List each line below that contains the string "white", treating uppercase and lowercase letters as different.
## Start DATA PROVIDED
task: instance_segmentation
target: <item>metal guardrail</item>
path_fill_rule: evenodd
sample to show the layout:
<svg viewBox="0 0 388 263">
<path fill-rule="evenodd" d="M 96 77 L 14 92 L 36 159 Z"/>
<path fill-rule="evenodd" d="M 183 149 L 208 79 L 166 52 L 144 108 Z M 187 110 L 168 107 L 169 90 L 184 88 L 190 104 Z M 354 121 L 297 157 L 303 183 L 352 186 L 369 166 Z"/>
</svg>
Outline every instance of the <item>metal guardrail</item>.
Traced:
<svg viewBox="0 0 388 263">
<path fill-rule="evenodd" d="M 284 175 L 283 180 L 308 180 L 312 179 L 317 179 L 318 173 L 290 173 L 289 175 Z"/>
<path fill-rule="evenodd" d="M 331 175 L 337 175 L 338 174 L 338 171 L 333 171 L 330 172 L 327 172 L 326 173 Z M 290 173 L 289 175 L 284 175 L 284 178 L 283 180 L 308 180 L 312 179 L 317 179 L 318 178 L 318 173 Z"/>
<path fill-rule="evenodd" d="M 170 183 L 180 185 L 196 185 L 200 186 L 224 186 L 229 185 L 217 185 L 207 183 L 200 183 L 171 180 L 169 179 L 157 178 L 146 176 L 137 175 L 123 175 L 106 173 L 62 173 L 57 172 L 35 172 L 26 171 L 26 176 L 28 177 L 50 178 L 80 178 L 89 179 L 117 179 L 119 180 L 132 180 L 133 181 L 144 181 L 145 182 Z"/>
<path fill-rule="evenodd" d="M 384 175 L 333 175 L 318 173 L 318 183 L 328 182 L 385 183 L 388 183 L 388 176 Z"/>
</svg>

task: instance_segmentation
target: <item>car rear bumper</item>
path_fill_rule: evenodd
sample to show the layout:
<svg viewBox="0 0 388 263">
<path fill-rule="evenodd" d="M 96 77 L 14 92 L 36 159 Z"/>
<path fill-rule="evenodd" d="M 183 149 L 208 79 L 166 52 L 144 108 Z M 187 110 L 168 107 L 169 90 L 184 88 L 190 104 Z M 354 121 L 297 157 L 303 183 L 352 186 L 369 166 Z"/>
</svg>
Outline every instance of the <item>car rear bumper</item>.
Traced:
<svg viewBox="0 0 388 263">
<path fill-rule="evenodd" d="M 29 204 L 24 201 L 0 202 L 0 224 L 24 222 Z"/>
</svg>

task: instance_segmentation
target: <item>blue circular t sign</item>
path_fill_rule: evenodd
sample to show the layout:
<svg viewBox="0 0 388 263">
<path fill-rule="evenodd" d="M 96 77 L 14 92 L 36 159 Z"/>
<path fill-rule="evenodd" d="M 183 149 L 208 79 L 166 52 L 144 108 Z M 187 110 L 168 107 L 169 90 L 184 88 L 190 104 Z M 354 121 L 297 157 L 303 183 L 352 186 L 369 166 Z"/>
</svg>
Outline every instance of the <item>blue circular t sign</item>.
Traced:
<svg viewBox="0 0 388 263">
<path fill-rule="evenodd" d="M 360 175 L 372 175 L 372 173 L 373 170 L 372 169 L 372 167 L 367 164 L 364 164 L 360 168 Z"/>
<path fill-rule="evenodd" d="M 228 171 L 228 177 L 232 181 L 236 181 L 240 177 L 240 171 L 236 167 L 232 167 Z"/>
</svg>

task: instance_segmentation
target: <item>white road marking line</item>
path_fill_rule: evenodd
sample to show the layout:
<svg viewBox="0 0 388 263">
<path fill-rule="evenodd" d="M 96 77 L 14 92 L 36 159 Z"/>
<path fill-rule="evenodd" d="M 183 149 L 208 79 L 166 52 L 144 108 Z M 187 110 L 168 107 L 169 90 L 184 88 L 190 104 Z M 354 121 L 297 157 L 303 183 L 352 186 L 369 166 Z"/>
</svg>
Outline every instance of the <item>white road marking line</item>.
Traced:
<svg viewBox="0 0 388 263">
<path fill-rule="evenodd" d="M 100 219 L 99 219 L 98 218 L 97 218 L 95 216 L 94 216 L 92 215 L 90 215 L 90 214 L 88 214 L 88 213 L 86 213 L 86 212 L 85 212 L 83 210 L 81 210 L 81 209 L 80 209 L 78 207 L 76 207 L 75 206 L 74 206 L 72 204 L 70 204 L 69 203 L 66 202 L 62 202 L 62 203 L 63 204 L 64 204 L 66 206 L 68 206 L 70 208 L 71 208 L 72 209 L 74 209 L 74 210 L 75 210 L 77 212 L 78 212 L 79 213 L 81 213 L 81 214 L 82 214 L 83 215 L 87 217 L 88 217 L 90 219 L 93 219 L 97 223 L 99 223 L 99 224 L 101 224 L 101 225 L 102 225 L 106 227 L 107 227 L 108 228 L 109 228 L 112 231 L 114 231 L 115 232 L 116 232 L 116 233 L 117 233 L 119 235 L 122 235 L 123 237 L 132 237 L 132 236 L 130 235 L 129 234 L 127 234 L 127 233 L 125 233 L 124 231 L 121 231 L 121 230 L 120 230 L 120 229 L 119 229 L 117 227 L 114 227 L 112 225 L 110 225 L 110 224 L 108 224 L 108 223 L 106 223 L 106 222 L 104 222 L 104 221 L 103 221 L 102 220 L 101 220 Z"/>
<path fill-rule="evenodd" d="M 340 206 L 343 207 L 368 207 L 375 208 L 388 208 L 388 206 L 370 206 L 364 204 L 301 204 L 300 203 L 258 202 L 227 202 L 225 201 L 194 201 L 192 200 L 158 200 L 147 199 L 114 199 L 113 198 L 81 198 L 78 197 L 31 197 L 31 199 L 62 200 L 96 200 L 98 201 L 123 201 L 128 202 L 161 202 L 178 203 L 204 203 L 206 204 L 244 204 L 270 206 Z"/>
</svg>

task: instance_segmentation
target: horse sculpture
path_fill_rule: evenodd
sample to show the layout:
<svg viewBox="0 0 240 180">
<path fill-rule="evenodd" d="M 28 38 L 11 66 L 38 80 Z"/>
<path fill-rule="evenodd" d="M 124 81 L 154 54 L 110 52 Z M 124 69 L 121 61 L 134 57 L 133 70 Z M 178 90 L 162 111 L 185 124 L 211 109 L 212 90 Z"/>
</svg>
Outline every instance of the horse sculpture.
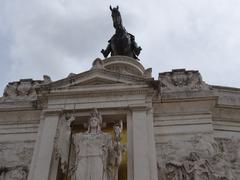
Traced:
## End DATA PROVIDED
SOLUTION TO THE EXERCISE -
target: <item>white road marking line</item>
Outline every instance of the <item>white road marking line</item>.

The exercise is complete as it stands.